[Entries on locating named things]
>> begin
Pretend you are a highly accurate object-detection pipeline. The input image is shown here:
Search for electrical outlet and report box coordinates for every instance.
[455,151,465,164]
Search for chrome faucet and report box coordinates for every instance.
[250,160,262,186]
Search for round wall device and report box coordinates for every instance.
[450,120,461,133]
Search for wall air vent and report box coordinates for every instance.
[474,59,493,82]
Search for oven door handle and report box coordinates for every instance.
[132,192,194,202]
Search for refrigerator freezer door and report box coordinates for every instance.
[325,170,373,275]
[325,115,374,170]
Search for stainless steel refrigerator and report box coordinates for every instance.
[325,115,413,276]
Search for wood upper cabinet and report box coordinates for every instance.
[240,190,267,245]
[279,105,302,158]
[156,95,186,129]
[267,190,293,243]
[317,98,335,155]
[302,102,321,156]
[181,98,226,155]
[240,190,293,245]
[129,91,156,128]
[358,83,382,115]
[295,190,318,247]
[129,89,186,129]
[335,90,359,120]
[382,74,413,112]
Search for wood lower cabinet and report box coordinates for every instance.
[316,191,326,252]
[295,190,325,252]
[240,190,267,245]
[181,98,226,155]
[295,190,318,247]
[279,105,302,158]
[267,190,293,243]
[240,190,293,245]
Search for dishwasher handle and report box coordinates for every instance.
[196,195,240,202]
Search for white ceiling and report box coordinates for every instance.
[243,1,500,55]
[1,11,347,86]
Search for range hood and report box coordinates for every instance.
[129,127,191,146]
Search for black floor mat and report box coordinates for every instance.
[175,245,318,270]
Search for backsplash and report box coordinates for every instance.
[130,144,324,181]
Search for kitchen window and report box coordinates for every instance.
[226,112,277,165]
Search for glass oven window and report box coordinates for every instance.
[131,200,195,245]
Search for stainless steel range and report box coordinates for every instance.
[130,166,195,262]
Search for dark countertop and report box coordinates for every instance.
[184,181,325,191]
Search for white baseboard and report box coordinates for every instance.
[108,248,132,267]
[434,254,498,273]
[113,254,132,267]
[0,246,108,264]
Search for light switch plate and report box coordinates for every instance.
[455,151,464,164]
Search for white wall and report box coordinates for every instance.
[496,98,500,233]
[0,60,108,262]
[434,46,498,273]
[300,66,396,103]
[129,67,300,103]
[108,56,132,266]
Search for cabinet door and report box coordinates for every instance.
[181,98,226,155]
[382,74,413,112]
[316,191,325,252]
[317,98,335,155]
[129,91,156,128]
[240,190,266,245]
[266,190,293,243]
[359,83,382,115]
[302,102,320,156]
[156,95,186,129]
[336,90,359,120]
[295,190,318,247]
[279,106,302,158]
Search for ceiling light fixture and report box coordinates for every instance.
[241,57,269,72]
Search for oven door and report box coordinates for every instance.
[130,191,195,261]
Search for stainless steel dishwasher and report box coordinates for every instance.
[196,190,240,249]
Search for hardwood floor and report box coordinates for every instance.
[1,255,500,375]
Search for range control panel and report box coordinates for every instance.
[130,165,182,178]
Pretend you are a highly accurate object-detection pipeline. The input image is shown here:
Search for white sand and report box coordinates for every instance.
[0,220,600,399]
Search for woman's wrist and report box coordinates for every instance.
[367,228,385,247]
>> end
Exercise instructions
Rewrite the entries between the line holding "Search for white ceiling" and the line holding "[0,220,600,399]", inclusive, replacing every occurrence of "white" with "cream" and leaving everything else unchanged. Return only those lines.

Reply
Search for cream ceiling and report box coordinates for every instance.
[243,1,500,55]
[1,11,347,86]
Search for range hood and report box coordinates for every instance.
[129,127,191,146]
Search for black floor mat and report box coordinates for every instance.
[175,245,318,270]
Search for backsplash and report box coordinates for every instance.
[130,144,324,181]
Search for kitchen window and report box coordinates for every instance.
[226,112,277,165]
Search for glass oven window and report box coordinates for every instance.
[131,200,195,245]
Search for stainless steel range and report box coordinates for every instance.
[130,166,195,262]
Search for dark countertop and report box coordinates for every instance.
[184,181,325,191]
Search for cream baseboard and report box coordinates for every instance.
[108,248,132,267]
[434,254,498,273]
[113,254,132,267]
[0,246,108,264]
Search for light switch plate and report box coordinates for every instance.
[455,151,464,164]
Search for cream wall and report box coordinates for every instance.
[496,98,500,233]
[0,60,108,262]
[434,46,498,273]
[300,66,396,103]
[129,67,300,103]
[108,56,132,266]
Search for cabinet door and report box coordinates for every instance.
[181,98,226,155]
[382,74,413,112]
[316,191,325,252]
[317,98,335,155]
[129,91,156,128]
[240,190,266,245]
[266,190,293,243]
[359,83,382,115]
[302,102,320,156]
[156,95,186,129]
[336,90,359,120]
[295,190,318,247]
[279,106,302,158]
Search for ceiling light fixture and report box coordinates for every instance.
[241,57,269,72]
Search for oven door and report box coordinates for every instance.
[130,191,195,261]
Search for stainless steel dishwasher and report box coordinates for every instance.
[196,190,240,249]
Search for hardwood floor and report box coordinates for every instance.
[1,255,500,375]
Search for range control panel and report box coordinates for every instance.
[130,165,182,178]
Pretend you are a highly accurate object-detection pipeline. The input image is shown here:
Search for cream sand and report box coordinates for every instance.
[0,220,600,399]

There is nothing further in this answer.